Excerpt from a dataset
========================================================================
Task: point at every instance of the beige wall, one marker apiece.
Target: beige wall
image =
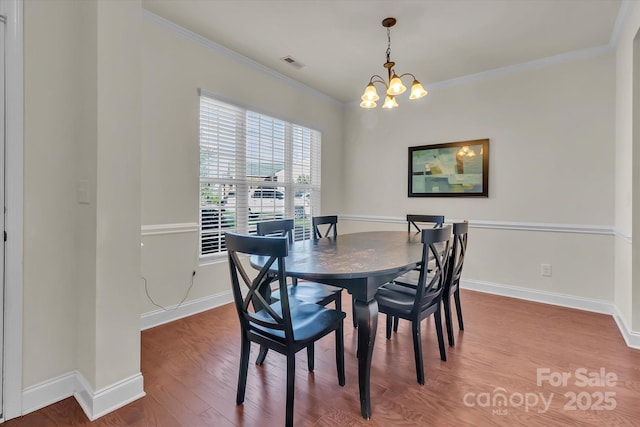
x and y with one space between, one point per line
81 260
551 134
53 105
174 68
627 201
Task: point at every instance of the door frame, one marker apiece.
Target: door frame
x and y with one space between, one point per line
13 306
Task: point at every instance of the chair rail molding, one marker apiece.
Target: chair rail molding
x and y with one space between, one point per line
159 229
504 225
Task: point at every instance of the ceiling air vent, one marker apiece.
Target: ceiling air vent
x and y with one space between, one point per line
295 64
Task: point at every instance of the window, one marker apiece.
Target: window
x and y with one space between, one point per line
254 168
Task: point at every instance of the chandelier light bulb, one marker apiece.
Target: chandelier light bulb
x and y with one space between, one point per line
370 93
395 86
417 91
390 102
368 104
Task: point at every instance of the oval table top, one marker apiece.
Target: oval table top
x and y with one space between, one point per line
372 257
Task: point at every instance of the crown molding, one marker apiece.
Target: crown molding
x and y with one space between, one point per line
621 20
231 54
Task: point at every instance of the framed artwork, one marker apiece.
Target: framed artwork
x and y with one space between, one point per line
454 169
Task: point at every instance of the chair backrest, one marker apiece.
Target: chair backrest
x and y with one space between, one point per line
458 251
276 227
330 221
436 220
249 287
436 247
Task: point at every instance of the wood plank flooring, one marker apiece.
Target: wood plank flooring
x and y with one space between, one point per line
507 369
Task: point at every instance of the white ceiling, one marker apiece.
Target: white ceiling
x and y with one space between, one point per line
342 42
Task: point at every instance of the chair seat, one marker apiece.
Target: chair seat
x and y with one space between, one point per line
409 278
309 321
400 299
310 292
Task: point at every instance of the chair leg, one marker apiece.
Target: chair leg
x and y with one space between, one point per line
353 312
417 351
339 301
291 377
310 356
262 355
245 349
449 322
456 296
340 354
438 319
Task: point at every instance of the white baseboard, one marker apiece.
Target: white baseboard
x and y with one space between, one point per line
160 317
94 404
98 403
48 392
631 338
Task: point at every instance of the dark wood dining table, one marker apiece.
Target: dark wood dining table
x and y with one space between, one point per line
359 263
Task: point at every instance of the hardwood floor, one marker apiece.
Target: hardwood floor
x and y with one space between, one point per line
190 370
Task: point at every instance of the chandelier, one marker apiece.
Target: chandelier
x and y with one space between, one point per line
395 86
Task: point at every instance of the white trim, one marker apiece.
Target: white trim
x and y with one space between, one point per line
623 16
622 235
108 399
94 404
562 58
12 394
160 317
631 338
502 225
160 229
48 392
219 49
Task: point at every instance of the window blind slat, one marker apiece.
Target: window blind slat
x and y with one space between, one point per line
252 168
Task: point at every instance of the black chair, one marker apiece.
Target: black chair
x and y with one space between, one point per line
329 221
308 292
417 222
280 326
454 272
397 301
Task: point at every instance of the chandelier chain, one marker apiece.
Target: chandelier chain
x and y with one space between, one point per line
388 44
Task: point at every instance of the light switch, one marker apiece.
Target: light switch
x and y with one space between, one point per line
83 191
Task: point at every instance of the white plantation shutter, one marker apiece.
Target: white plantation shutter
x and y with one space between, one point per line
253 168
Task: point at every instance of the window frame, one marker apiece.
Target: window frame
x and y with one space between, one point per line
244 186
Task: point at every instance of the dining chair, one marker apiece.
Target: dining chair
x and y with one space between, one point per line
308 292
417 222
454 272
397 301
281 326
452 284
329 221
========================================================================
**Task objective**
Format every line of the entries above as one numbered list, with blank lines and images left out.

**Task response**
1. Task: point at every instance of the beige wall, one marker apiece.
2. Target: beige wall
3. image =
4. x and y with one space between, one point per line
5. 81 260
6. 551 134
7. 53 105
8. 174 68
9. 627 201
10. Task: point at every instance of the door frame, one marker apiece.
11. Target: door frame
12. x and y with one space between, one point per line
13. 13 306
14. Task: point at every instance of the chair rail molding, one marker apiece.
15. Target: chair rail molding
16. x and y with one space between, one point per line
17. 159 229
18. 504 225
19. Task: point at every instance of the ceiling air vent, one marker apiece.
20. Target: ceiling air vent
21. x and y with one space between, one point per line
22. 295 64
23. Task: point at every instance of the window, one marker apiece.
24. Target: window
25. x and y with one space between, one point per line
26. 254 168
27. Task: point at every instance of the chandelier light bulb, one marker apiece.
28. Target: chandelier light bulb
29. x and y with one space between, one point per line
30. 370 93
31. 395 86
32. 417 91
33. 390 102
34. 368 104
35. Task: point at every instance of the oval table top, one marker apiece.
36. Target: oval table top
37. x and y with one space between, one point per line
38. 372 257
39. Task: point at every instance of the crown molding, one marker apiece.
40. Target: crown molding
41. x and y with one space between, one point per line
42. 621 20
43. 231 54
44. Task: point at every instance of the framed artwork, one marker apiece.
45. Target: framed artwork
46. x and y with one space between, one point per line
47. 454 169
48. Task: point at every instance of the chair backrest, one marker apiece.
49. Target: chair backrest
50. x and y with one space between, one point per line
51. 458 251
52. 276 227
53. 330 221
54. 436 220
55. 249 287
56. 436 247
57. Task: point at every instance of the wood plank flooring, one marker apiece.
58. Target: wood plank flooring
59. x and y with one space between, one point per line
60. 507 369
61. Task: point at every instance of the white ceiling, one marker apiece.
62. Target: white ceiling
63. x and y with one space between, one point per line
64. 342 42
65. Task: point at every instance of the chair seat, one marker apiece.
66. Target: chair seat
67. x and y with one space between, one point per line
68. 409 278
69. 309 321
70. 400 299
71. 310 292
72. Task: point at every instance of the chair leg, one marker apiece.
73. Target: chair leg
74. x and y with one space between, one point per line
75. 353 312
76. 417 351
77. 339 301
78. 291 377
79. 310 356
80. 262 355
81. 245 349
82. 449 322
83. 456 296
84. 340 354
85. 438 319
86. Task: point at every instance of the white baseboard, one marker apiece.
87. Target: white baseboard
88. x and y with one space between, one point per line
89. 160 317
90. 94 404
91. 98 403
92. 48 392
93. 631 338
94. Task: point at every instance of the dark wood dining table, one marker apiece.
95. Target: dark wood dining table
96. x and y with one space between, one point per line
97. 359 263
98. Task: point at every instance of the hardwood floor, one marker apiece.
99. Target: hardwood floor
100. x and y with one space between, one point per line
101. 190 370
102. Task: point at every instance of the chandelier, one marker apiece.
103. Target: chandelier
104. x and y with one space between, one point per line
105. 395 86
106. Task: point at every instance of the white trim, one marker apiece.
107. Target: white trim
108. x and y with one space between, one point per line
109. 623 16
110. 622 235
111. 108 399
112. 94 404
113. 562 58
114. 12 394
115. 160 317
116. 631 338
117. 502 225
118. 160 229
119. 48 392
120. 219 49
121. Task: point at every instance of the window blind slat, one marker apiece.
122. Target: window blind slat
123. x and y with one space between, one point per line
124. 252 168
125. Task: point at every instance of the black chair, one marker apiece.
126. Target: black chair
127. x and y with one space between, one point per line
128. 329 221
129. 308 292
130. 417 222
131. 280 326
132. 454 272
133. 397 301
134. Task: point at every instance of the chandelier chain, one marker apiece.
135. Target: chandelier chain
136. x and y with one space between, one point per line
137. 388 44
138. Task: point at every instance of the light switch, one marker apiece.
139. Target: light switch
140. x and y with one space between, one point per line
141. 83 191
142. Task: point at every instance of the white plantation shutter, one marker apiece.
143. Target: white plantation shutter
144. x and y with one space between, one point per line
145. 253 168
146. Task: point at every instance of the window frame, one marker apiece.
147. Target: window frame
148. x and y with one space between, one point per line
149. 244 186
150. Task: point at every instance of the dining chair, one marker apiece.
151. Target: dining chair
152. x and y with one space between, one point per line
153. 308 292
154. 417 222
155. 454 272
156. 397 301
157. 281 326
158. 452 284
159. 329 221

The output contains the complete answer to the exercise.